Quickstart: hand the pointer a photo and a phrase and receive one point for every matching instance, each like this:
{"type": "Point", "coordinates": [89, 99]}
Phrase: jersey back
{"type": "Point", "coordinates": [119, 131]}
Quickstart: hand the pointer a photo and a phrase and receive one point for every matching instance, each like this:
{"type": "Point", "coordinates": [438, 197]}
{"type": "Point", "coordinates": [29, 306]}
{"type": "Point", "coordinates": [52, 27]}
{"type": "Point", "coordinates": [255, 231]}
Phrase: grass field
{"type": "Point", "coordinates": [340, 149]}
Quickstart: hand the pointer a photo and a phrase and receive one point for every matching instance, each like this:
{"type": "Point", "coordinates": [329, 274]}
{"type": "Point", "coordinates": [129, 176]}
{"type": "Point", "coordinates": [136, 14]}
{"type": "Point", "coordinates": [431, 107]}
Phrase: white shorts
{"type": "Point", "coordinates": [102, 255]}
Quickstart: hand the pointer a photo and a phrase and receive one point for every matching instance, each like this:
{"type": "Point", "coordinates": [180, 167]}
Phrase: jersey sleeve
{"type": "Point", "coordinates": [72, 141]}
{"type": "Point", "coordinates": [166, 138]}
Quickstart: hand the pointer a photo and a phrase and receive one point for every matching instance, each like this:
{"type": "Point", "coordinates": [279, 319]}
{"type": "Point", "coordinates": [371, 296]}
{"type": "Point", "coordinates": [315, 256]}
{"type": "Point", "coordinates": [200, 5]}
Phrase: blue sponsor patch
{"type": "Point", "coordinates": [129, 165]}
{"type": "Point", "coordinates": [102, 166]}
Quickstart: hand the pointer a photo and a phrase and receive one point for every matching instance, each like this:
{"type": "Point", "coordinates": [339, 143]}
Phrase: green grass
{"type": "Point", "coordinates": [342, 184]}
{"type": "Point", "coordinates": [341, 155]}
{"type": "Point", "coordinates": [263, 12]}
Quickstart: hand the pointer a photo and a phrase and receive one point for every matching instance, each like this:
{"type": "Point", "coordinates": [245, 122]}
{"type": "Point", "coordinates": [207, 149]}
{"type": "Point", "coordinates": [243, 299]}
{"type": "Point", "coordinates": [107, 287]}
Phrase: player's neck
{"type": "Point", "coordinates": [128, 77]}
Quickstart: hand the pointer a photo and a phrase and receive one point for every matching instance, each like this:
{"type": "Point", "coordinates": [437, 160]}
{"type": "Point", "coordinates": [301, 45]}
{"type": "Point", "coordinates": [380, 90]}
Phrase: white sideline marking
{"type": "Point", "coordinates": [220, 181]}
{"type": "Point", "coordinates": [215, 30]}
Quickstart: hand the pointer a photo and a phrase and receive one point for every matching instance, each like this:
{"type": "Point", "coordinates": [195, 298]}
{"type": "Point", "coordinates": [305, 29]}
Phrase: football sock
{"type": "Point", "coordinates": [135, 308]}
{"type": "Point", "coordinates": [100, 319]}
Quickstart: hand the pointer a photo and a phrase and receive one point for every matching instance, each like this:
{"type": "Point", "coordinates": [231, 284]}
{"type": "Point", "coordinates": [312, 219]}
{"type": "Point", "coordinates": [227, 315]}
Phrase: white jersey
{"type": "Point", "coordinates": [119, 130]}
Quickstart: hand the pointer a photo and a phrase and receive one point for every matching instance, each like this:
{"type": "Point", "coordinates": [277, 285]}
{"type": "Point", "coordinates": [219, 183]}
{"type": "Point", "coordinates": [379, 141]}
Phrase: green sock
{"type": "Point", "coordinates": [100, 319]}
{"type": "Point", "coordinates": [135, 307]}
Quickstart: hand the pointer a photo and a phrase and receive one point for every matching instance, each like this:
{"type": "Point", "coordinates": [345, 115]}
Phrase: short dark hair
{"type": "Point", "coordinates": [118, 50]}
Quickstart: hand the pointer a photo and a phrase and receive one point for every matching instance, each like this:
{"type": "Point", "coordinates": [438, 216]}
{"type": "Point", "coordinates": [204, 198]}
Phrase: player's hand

TASK DESCRIPTION:
Produce the material above again, word for word.

TASK ANSWER:
Quickstart: hand the pointer a photo and a phrase and receive one point for every matching instance, each like this:
{"type": "Point", "coordinates": [89, 99]}
Phrase: jersey back
{"type": "Point", "coordinates": [119, 131]}
Quickstart: hand the pointer a photo and a phrase and receive one point for every matching instance, each like this:
{"type": "Point", "coordinates": [438, 197]}
{"type": "Point", "coordinates": [29, 306]}
{"type": "Point", "coordinates": [52, 27]}
{"type": "Point", "coordinates": [255, 231]}
Phrase: grass field
{"type": "Point", "coordinates": [340, 149]}
Quickstart: hand the pointer a photo and a phrase and receive one point for every matching instance, each like this:
{"type": "Point", "coordinates": [329, 274]}
{"type": "Point", "coordinates": [129, 176]}
{"type": "Point", "coordinates": [136, 14]}
{"type": "Point", "coordinates": [431, 107]}
Phrase: white shorts
{"type": "Point", "coordinates": [102, 255]}
Quickstart: hand the pointer a photo and a phrase and receive one point for every matching instance, each like this:
{"type": "Point", "coordinates": [180, 167]}
Phrase: jersey sleeve
{"type": "Point", "coordinates": [72, 141]}
{"type": "Point", "coordinates": [166, 138]}
Quickstart: hand the pointer a photo and a phrase and receive one point for every matching instance, each like this:
{"type": "Point", "coordinates": [279, 319]}
{"type": "Point", "coordinates": [371, 296]}
{"type": "Point", "coordinates": [315, 256]}
{"type": "Point", "coordinates": [200, 5]}
Phrase: blue sponsor patch
{"type": "Point", "coordinates": [129, 165]}
{"type": "Point", "coordinates": [102, 166]}
Quickstart: hand the pointer a photo and a phrase and receive one point for every matching instance, each like this:
{"type": "Point", "coordinates": [339, 143]}
Phrase: green grass
{"type": "Point", "coordinates": [342, 184]}
{"type": "Point", "coordinates": [341, 155]}
{"type": "Point", "coordinates": [263, 12]}
Quickstart: hand the pointer a photo and a phrase and receive one point for every matching instance, each like this:
{"type": "Point", "coordinates": [245, 122]}
{"type": "Point", "coordinates": [207, 149]}
{"type": "Point", "coordinates": [243, 299]}
{"type": "Point", "coordinates": [107, 287]}
Phrase: player's neck
{"type": "Point", "coordinates": [128, 77]}
Quickstart: hand the pointer a photo and a phrase and receive one point for every matching instance, each like this:
{"type": "Point", "coordinates": [437, 160]}
{"type": "Point", "coordinates": [301, 45]}
{"type": "Point", "coordinates": [380, 90]}
Phrase: white sideline marking
{"type": "Point", "coordinates": [220, 181]}
{"type": "Point", "coordinates": [215, 30]}
Quickstart: hand the pointer a photo and a phrase and receive one point for every matching instance, each like this:
{"type": "Point", "coordinates": [195, 298]}
{"type": "Point", "coordinates": [305, 29]}
Phrase: football sock
{"type": "Point", "coordinates": [135, 308]}
{"type": "Point", "coordinates": [100, 319]}
Quickstart: hand the pointer a photo and a phrase and receive one point for every matching instance, each like this:
{"type": "Point", "coordinates": [231, 284]}
{"type": "Point", "coordinates": [312, 219]}
{"type": "Point", "coordinates": [227, 315]}
Phrase: white jersey
{"type": "Point", "coordinates": [119, 130]}
Quickstart: hand the pointer a photo and a phrase and receive one point for every matching instance, each like this:
{"type": "Point", "coordinates": [277, 285]}
{"type": "Point", "coordinates": [219, 183]}
{"type": "Point", "coordinates": [379, 141]}
Phrase: green sock
{"type": "Point", "coordinates": [100, 319]}
{"type": "Point", "coordinates": [135, 307]}
Quickstart: hand the pointer a photo and a phrase and receive one point for every matching instance, each like this:
{"type": "Point", "coordinates": [345, 115]}
Phrase: short dark hair
{"type": "Point", "coordinates": [118, 50]}
Quickstart: hand the pointer a photo and a phrase and receive one point for every matching instance, each like this:
{"type": "Point", "coordinates": [438, 216]}
{"type": "Point", "coordinates": [204, 198]}
Phrase: player's hand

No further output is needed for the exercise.